===== Excerpted passage
L'abeille de la Nouvelle-Orleans, May 19, 1910

Tuesday, September 17, 2013

Maude Roose: Ruse or Raphael Reincarnated? [EDITED]

The Detroit Free Press, November 17, 1922 (enlarge)
In the world of art comparing an amateur's rendering on the easel to one of the master painters is akin to matching up skill sets of a little league baseball player with those of the legendary Babe Ruth. Simply put, there is no meting out similarities between the two. Whether it was through hubris or naivete, Detroiter Maude Roose did just that.

Roose, a clerk in her 20s and a resident of the city since 1910, found interest in painting after talking to the master Raphael himself via a medium. She had come upon spiritualism with much skepticism but after being put in touch with her deceased father and grandmother--who forecast a promising future for the young woman--she patiently awaited the rewards of her faith. The grand master was such a gift.

Raphael imparted to her that his early death deprived him of future endeavors he had oft ruminated upon. Some 450 years later his weary spirit had come to her to complete the arduous task. Further masters such as Hals, Rueben and Murillo joined in to aid the tutelage. They even directed Roose to an art store on Grand River and the Hayward studio at 513 Shelby street.
==========
■ Tasks for this exercise ■
1. Summarize the passage about Maude Roose in two sentences.
2. In the passage about Maude Roose, what is the address of the Hayward studio?
===== Available data
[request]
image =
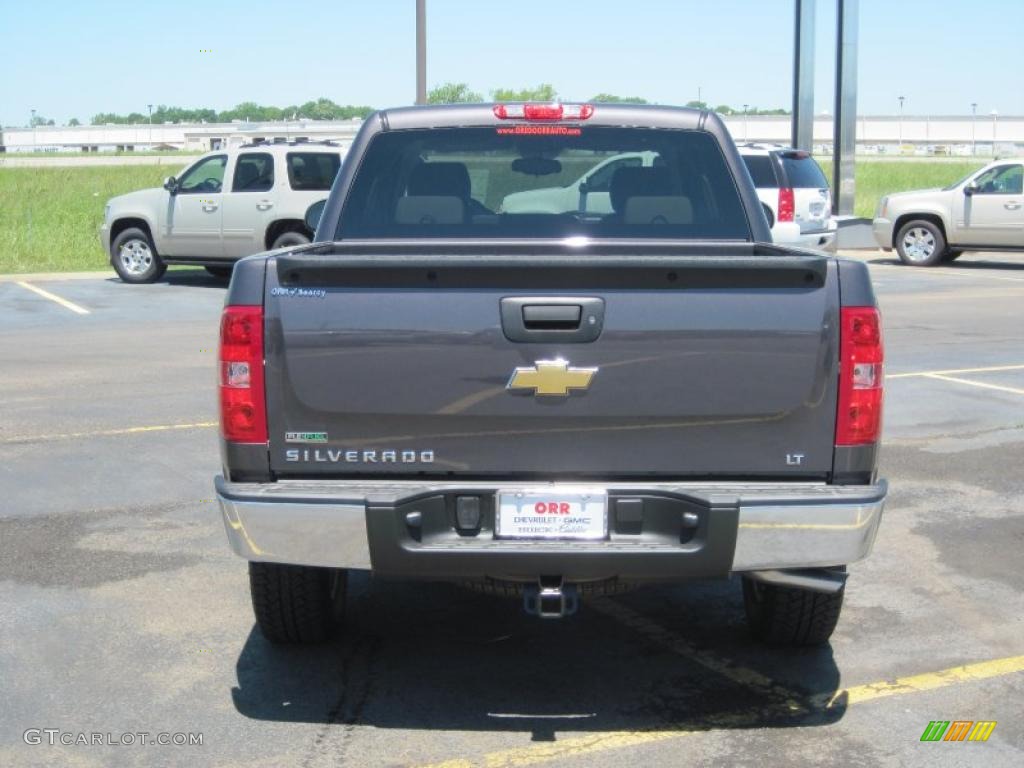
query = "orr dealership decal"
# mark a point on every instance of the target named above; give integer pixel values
(958, 730)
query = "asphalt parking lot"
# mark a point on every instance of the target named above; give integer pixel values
(123, 611)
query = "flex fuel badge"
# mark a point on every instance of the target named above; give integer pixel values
(305, 436)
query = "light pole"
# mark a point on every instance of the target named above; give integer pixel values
(974, 133)
(901, 122)
(421, 51)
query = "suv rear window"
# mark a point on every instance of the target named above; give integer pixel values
(253, 172)
(528, 181)
(802, 171)
(762, 171)
(312, 171)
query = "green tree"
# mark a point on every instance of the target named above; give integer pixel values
(611, 98)
(543, 92)
(453, 93)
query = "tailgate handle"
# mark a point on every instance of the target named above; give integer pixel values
(572, 320)
(551, 316)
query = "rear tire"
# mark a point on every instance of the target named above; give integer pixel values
(289, 239)
(220, 271)
(297, 604)
(788, 615)
(134, 258)
(921, 243)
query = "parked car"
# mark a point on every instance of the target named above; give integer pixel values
(982, 211)
(197, 218)
(549, 404)
(794, 190)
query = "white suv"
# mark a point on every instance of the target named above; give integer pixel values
(226, 205)
(794, 189)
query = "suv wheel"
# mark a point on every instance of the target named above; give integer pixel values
(134, 258)
(790, 615)
(921, 243)
(287, 240)
(296, 603)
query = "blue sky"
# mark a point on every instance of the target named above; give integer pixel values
(76, 58)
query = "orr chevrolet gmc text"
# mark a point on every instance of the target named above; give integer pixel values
(549, 398)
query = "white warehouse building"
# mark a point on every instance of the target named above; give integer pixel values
(991, 134)
(170, 136)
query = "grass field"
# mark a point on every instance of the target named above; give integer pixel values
(49, 216)
(876, 178)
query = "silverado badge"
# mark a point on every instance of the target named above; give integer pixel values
(551, 377)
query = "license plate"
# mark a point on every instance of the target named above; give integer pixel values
(558, 512)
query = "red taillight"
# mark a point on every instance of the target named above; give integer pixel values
(240, 375)
(543, 112)
(786, 206)
(859, 419)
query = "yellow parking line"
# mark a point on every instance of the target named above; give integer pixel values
(576, 747)
(927, 681)
(955, 371)
(53, 297)
(982, 384)
(107, 432)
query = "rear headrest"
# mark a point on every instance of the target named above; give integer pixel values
(666, 209)
(439, 179)
(633, 181)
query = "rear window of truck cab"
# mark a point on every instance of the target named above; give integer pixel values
(557, 182)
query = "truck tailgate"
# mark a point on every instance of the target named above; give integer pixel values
(709, 366)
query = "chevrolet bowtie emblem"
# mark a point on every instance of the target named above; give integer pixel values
(551, 377)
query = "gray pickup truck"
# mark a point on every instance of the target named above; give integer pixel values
(549, 404)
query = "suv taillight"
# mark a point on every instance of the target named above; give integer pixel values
(786, 206)
(859, 418)
(243, 398)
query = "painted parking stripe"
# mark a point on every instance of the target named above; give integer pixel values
(982, 384)
(576, 747)
(969, 272)
(956, 371)
(104, 432)
(53, 297)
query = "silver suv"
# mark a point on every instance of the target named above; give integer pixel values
(794, 193)
(982, 212)
(226, 205)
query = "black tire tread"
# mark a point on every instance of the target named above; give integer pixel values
(292, 603)
(792, 616)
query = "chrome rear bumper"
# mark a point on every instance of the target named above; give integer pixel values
(349, 524)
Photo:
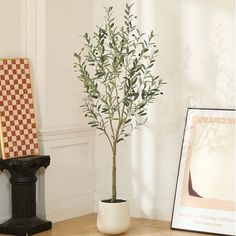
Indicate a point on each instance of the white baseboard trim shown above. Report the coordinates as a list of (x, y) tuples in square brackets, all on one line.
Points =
[(82, 206)]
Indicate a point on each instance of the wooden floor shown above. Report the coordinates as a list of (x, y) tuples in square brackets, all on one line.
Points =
[(86, 225)]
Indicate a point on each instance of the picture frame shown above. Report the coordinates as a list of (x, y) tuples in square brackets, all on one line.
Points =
[(206, 185)]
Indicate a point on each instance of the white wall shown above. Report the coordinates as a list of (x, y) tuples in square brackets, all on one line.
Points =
[(64, 134), (196, 42)]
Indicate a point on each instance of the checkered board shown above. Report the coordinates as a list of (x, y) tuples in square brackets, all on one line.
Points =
[(18, 133)]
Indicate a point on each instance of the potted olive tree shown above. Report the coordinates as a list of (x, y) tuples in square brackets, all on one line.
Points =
[(115, 67)]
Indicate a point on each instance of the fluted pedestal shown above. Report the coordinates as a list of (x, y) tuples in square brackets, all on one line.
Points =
==========
■ Responses by item number ■
1. Maude Roose, a Detroit clerk in her 20s, took up painting after a medium put her in touch with Raphael, having first approached spiritualism with skepticism before reaching her deceased father and grandmother. Raphael told her that his early death had kept him from work he had often considered, and other masters such as Hals, Rueben and Murillo joined in her tutelage, even directing her to an art store on Grand River and the Hayward studio at 513 Shelby street.

2. 513 Shelby street.